Could you give the data below again, exactly and completely?

[Items from a dataset]
▬▬▬
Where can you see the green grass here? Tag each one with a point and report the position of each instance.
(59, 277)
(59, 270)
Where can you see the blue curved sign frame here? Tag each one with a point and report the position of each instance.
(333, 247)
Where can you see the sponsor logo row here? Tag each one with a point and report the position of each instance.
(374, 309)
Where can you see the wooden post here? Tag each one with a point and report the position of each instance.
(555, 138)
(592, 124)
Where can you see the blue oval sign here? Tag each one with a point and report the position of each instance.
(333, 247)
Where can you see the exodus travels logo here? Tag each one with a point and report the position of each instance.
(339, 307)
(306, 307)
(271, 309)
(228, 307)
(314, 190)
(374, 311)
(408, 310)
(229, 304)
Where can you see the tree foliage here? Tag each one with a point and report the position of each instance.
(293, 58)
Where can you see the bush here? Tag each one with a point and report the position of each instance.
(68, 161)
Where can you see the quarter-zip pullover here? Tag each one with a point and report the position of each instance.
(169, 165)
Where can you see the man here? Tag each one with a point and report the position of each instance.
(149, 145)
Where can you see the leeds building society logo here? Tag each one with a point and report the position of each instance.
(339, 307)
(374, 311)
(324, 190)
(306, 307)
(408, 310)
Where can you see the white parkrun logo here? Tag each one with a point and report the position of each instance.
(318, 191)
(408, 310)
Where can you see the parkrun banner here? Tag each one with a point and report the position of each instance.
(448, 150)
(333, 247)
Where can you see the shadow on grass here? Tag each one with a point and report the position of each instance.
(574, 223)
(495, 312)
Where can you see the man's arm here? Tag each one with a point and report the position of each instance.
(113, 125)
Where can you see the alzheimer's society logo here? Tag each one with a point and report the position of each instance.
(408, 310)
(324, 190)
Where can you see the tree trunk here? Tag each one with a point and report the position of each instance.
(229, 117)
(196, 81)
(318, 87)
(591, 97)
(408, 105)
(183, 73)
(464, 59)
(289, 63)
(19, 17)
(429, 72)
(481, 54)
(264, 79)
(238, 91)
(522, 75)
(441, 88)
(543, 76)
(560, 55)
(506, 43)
▬▬▬
> [RESULT OF THIS EXERCISE]
Where can you see the green grass here? Tag each one with a point and report the position of each instance.
(59, 277)
(59, 270)
Where can you see the blue curved sign frame here? Tag each one with a point and report the position of each instance.
(333, 247)
Where can you see the sponsor logo row here? Tag each one with a point and report the position of each instance.
(374, 309)
Where can you see the wooden post here? Tag each one with a point and report the position of each instance.
(555, 138)
(592, 124)
Where can you see the blue oval sign here? Tag each one with a point and report the position of each instance.
(333, 247)
Where can you see the exodus travels logo here? Tag each one with a point and report the position of each instance.
(339, 307)
(306, 307)
(271, 309)
(228, 307)
(314, 190)
(374, 311)
(408, 310)
(229, 304)
Where can you see the tree foliage here? Tag each one with a point and report the position of each instance.
(293, 58)
Where can you see the bush here? Tag each one with a point and report the position of each instance.
(68, 161)
Where can you see the quarter-zip pullover here? Tag each one with a point and report the position of each instance.
(169, 165)
Where can you see the man here? Tag each one with a point and report the position of each instance.
(149, 145)
Where can you see the leeds building society logo here? Tag each one with a point and report the position of each instance.
(339, 307)
(374, 311)
(324, 190)
(306, 307)
(408, 310)
Where can you see the white parkrun logo here? Tag each one with a point and report the position of each instance.
(318, 191)
(408, 310)
Where can you see the parkrun banner here? Tag each one with a point and report the position of each instance.
(448, 150)
(333, 247)
Where can you see the shadow on grass here? Tag each one with a point and report the position of each instance.
(574, 223)
(495, 312)
Where can you see the man's arm here? Tag each one with a point and report the position of each instance.
(113, 125)
Where can you see the alzheimer's society logo here? Tag each one with a point and report the position of each instance.
(408, 310)
(324, 190)
Where can you see the tree trunk here? Tag each one with a point and report the position of each instance.
(229, 117)
(196, 81)
(318, 87)
(591, 97)
(408, 105)
(183, 73)
(464, 59)
(289, 63)
(19, 17)
(429, 72)
(481, 54)
(264, 79)
(238, 91)
(522, 75)
(441, 88)
(543, 76)
(560, 55)
(506, 43)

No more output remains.